- _TASK_
Extract every line of the records below verbatim, keeping their order. Leave out the picture placeholder lines.

- _ENTRIES_
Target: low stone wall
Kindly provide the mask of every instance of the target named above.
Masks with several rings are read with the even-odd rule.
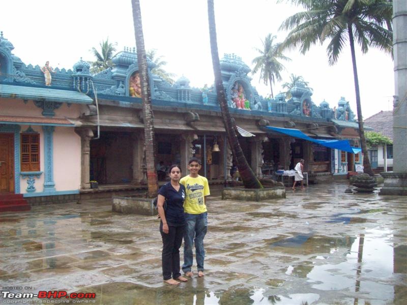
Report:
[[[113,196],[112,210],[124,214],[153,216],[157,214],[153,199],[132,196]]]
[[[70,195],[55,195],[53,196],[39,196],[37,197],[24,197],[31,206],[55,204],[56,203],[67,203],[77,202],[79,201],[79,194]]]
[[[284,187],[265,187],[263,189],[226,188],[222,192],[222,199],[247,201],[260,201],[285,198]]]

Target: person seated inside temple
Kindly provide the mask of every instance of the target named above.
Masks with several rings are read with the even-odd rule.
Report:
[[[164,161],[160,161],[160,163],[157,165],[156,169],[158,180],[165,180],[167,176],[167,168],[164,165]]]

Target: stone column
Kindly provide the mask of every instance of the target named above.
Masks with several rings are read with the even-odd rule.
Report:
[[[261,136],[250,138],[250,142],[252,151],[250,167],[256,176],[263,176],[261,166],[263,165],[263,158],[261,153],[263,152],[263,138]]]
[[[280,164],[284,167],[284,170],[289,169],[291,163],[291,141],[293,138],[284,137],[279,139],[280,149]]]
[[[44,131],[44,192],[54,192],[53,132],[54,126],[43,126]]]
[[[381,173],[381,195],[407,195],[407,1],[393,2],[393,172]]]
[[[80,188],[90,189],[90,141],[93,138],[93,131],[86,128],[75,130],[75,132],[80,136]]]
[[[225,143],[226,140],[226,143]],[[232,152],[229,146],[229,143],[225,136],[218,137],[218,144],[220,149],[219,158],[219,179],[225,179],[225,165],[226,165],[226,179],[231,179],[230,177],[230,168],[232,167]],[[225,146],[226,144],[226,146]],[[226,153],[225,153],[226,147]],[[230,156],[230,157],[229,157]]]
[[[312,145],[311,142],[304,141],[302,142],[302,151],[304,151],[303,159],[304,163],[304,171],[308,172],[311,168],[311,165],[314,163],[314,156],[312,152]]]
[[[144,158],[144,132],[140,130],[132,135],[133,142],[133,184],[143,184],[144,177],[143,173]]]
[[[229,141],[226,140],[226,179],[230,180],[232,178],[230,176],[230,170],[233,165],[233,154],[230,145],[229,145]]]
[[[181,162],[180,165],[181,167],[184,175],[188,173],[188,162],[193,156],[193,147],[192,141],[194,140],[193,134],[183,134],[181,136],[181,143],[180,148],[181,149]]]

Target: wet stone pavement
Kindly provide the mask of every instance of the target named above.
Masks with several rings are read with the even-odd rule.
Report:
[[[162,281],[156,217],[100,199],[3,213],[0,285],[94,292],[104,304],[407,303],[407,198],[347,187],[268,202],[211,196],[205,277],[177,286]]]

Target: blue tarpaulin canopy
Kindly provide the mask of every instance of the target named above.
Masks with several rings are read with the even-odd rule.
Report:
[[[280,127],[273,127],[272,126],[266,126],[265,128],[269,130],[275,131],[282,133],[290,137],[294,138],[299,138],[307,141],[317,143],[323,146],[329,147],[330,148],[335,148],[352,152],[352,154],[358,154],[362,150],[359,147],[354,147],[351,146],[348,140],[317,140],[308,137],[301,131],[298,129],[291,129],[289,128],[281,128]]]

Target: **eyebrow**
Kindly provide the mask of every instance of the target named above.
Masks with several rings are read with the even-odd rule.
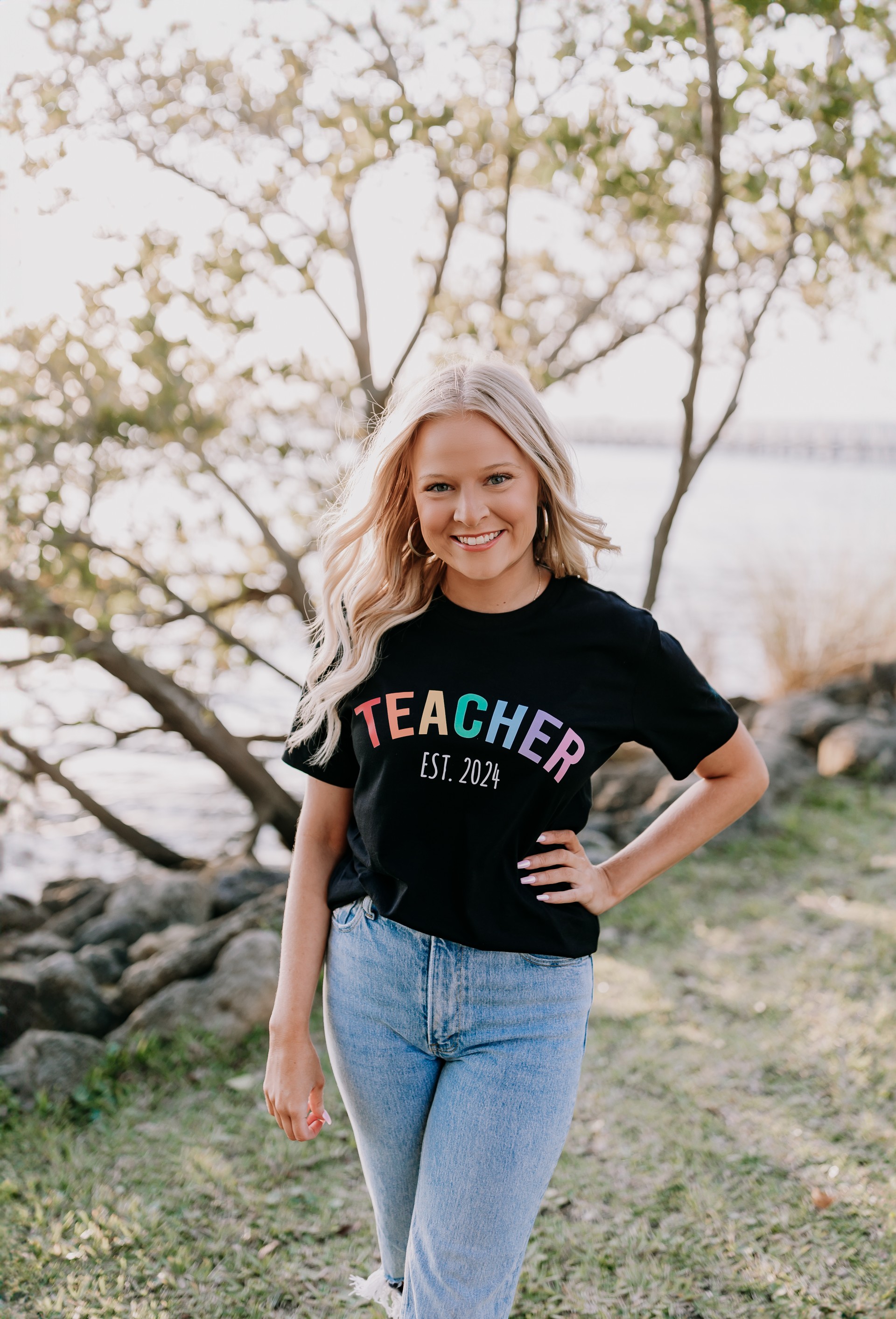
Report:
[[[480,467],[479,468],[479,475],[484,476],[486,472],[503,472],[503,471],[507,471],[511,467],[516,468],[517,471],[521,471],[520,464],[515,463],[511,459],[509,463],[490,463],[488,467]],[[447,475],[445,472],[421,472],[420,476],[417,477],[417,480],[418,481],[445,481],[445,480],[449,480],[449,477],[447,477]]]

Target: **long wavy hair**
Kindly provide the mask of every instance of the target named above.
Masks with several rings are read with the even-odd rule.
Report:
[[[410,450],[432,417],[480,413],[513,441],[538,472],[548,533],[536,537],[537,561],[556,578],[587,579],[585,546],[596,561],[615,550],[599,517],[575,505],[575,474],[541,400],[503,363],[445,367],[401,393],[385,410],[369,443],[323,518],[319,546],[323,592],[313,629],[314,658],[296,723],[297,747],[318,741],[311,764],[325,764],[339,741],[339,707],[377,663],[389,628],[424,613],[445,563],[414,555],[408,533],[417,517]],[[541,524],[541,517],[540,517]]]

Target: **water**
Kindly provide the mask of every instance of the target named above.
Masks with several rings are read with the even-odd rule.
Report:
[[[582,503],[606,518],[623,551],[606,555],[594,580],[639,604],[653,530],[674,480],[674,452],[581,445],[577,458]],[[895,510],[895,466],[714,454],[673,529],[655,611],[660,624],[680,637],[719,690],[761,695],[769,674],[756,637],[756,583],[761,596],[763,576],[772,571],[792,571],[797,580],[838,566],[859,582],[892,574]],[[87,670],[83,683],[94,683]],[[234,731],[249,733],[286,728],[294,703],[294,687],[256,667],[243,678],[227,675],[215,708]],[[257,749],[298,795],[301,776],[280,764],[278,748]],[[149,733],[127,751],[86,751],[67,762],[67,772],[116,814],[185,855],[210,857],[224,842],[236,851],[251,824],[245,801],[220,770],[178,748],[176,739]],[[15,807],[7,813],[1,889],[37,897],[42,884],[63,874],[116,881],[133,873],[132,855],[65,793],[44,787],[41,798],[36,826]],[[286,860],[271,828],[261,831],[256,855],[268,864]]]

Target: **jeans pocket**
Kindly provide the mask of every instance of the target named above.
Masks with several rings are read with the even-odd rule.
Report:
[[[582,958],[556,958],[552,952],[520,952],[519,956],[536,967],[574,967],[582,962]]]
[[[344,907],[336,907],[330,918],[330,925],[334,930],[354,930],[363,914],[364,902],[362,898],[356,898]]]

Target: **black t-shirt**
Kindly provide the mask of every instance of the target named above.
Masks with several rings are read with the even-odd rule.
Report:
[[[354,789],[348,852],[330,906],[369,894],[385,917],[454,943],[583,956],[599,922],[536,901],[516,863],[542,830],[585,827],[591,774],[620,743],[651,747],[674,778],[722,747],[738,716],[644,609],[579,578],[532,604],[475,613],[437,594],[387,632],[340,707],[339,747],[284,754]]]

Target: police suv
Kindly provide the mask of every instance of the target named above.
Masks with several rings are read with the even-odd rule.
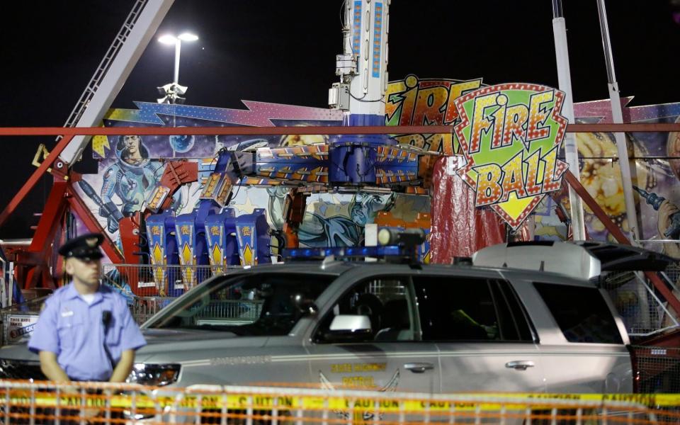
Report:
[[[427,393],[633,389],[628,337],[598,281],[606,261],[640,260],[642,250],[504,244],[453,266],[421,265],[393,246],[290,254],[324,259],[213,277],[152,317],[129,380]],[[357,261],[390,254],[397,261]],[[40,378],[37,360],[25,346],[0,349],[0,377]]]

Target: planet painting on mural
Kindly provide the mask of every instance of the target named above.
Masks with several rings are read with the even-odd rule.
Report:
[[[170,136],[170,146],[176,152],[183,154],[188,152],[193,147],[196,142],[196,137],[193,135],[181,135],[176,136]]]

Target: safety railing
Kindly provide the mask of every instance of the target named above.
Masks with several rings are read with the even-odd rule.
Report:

- _EXPECTED ANSWER_
Target: low stone wall
Kindly provide the mask of every instance of the target named above.
Masks with several rings are read with the even-odd rule.
Report:
[[[113,196],[112,210],[124,214],[153,216],[157,214],[153,199],[132,196]]]
[[[70,195],[55,195],[53,196],[39,196],[37,197],[24,197],[31,206],[55,204],[56,203],[67,203],[77,202],[79,201],[79,194]]]
[[[284,187],[265,187],[263,189],[226,188],[222,192],[222,199],[247,201],[260,201],[285,198]]]

Target: person seated inside temple
Kindly provide the mask of every instance of the target named above.
Masks with several rings are read with the even-odd rule.
Report:
[[[164,161],[160,161],[160,163],[157,165],[156,169],[158,180],[165,180],[167,176],[167,168],[164,165]]]

Target: stone column
Kindly provide the mask of every instance of the target named above.
Masks with several rings are read with the even-odd rule.
Report:
[[[261,136],[250,138],[250,142],[252,151],[250,167],[256,176],[263,176],[261,166],[263,165],[263,158],[261,153],[263,152],[263,138]]]
[[[280,164],[284,167],[284,170],[289,169],[291,163],[291,141],[293,138],[284,137],[279,139],[280,149]]]
[[[44,131],[44,192],[54,192],[53,132],[54,126],[43,126]]]
[[[381,173],[381,195],[407,195],[407,1],[393,2],[393,172]]]
[[[80,188],[90,189],[90,141],[93,138],[93,131],[86,128],[75,130],[75,132],[80,136]]]
[[[225,143],[226,140],[226,143]],[[232,152],[229,146],[229,143],[225,136],[218,137],[218,144],[220,149],[219,158],[219,179],[225,179],[225,165],[226,165],[226,179],[231,179],[230,177],[230,168],[232,167]],[[225,146],[226,144],[226,146]],[[226,153],[225,153],[226,147]],[[230,156],[230,157],[229,157]]]
[[[312,145],[311,142],[304,141],[302,142],[302,151],[304,151],[303,159],[304,163],[304,171],[308,172],[311,168],[311,165],[314,163],[314,156],[312,152]]]
[[[144,158],[144,132],[140,130],[132,135],[133,142],[133,184],[143,184],[144,177],[143,173]]]
[[[229,141],[226,140],[226,179],[230,180],[232,178],[230,176],[230,170],[233,165],[233,154],[230,145],[229,145]]]
[[[181,162],[180,165],[181,167],[184,175],[188,173],[188,162],[193,156],[193,147],[192,141],[194,140],[193,134],[183,134],[181,136],[181,143],[180,148],[181,149]]]

Target: wet stone pavement
Kindly provide the mask of every instance of the target named above.
Masks with several rings are read with the even-odd rule.
Report:
[[[162,281],[156,217],[100,199],[3,213],[0,285],[94,292],[104,304],[407,303],[407,198],[347,187],[268,202],[211,196],[205,277],[177,286]]]

Target: blue tarpaulin canopy
Kindly provide the mask of every instance of the target named above.
Masks with several rings are read with the even-odd rule.
Report:
[[[280,127],[273,127],[272,126],[266,126],[265,128],[269,130],[275,131],[282,133],[290,137],[294,138],[299,138],[307,141],[317,143],[323,146],[329,147],[330,148],[335,148],[352,152],[352,154],[358,154],[362,150],[359,147],[354,147],[351,146],[348,140],[317,140],[308,137],[301,131],[298,129],[291,129],[289,128],[281,128]]]

Target: **eyebrow**
Kindly provide the mask of every instance of the target named above.
Masks with several rings are read with the even-odd rule.
Report:
[[[480,467],[479,468],[479,475],[484,476],[486,472],[503,472],[503,471],[507,471],[511,467],[516,468],[517,471],[521,471],[520,464],[515,463],[511,459],[509,463],[490,463],[488,467]],[[447,475],[445,472],[421,472],[420,476],[417,477],[417,480],[418,481],[445,481],[445,480],[449,480],[449,477],[447,477]]]

Target: **long wavy hair**
Kindly provide the mask of every instance of the target named above.
Masks with several rings are read with the even-odd rule.
Report:
[[[410,450],[432,417],[480,413],[513,441],[538,472],[548,533],[536,537],[537,561],[556,578],[587,579],[585,546],[596,561],[615,550],[599,517],[575,505],[575,474],[541,400],[503,363],[445,367],[401,393],[385,410],[369,443],[323,518],[319,546],[323,592],[313,629],[314,658],[296,723],[297,747],[318,741],[311,764],[325,764],[339,741],[339,707],[377,663],[389,628],[424,613],[445,563],[414,555],[408,533],[417,517]],[[541,524],[541,517],[540,517]]]

Target: **water**
Kindly provide the mask of every instance of the target named above.
Masks with several rings are read with the even-odd rule.
Report:
[[[582,503],[606,518],[623,551],[606,555],[594,580],[639,604],[653,530],[674,480],[674,452],[581,445],[577,458]],[[895,510],[895,466],[714,454],[673,529],[655,611],[660,624],[680,637],[719,690],[761,695],[769,674],[756,637],[756,583],[761,596],[763,576],[772,571],[792,571],[797,580],[838,566],[859,582],[892,574]],[[87,670],[83,683],[94,683]],[[234,731],[249,733],[286,728],[294,703],[294,687],[256,667],[243,678],[227,675],[215,708]],[[257,749],[298,795],[301,776],[280,764],[278,748]],[[149,733],[127,751],[86,751],[67,762],[67,772],[116,814],[185,855],[210,857],[224,842],[236,851],[251,824],[245,801],[220,770],[178,748],[176,739]],[[15,807],[7,813],[1,889],[37,897],[42,884],[63,874],[116,881],[133,873],[132,855],[65,793],[44,787],[41,798],[36,826]],[[286,860],[271,828],[261,831],[256,855],[268,864]]]

Target: **jeans pocket**
Kindly provide the mask of every instance of the target named above.
Masks with several rings are read with the even-odd rule.
Report:
[[[582,958],[556,958],[552,952],[520,952],[519,956],[536,967],[574,967],[582,962]]]
[[[344,907],[336,907],[330,918],[330,925],[334,930],[354,930],[363,914],[364,902],[362,898],[356,898]]]

Target: **black t-shirt**
Kindly provide the mask of every instance of the target named above.
Masks with several rings are read with the even-odd rule.
Report:
[[[354,789],[348,852],[330,906],[369,894],[385,917],[454,943],[583,956],[599,922],[536,901],[516,863],[542,830],[585,827],[591,774],[620,743],[651,747],[674,778],[722,747],[738,716],[644,609],[579,578],[532,604],[475,613],[437,594],[387,632],[340,707],[339,747],[284,754]]]

Target: police suv
Kindly provide the mask of every instance of the target named above.
Masks with several rings are read with the even-odd rule.
Report:
[[[427,393],[633,389],[628,337],[598,281],[606,261],[640,260],[642,250],[504,244],[453,266],[421,265],[393,246],[290,254],[324,259],[213,277],[152,317],[129,380]],[[357,261],[390,254],[397,261]],[[40,378],[37,360],[25,346],[0,349],[0,377]]]

Target: planet painting on mural
Kindly provide the mask of every instance of the target named above.
Masks with several rings are read with the even-odd rule.
Report:
[[[170,136],[170,146],[176,152],[183,154],[188,152],[193,147],[196,142],[196,137],[193,135],[181,135],[176,136]]]

Target: safety railing
Kindly provide the mask of every instance of the target named above.
Masks with several rings are read with the even-odd rule.
Report:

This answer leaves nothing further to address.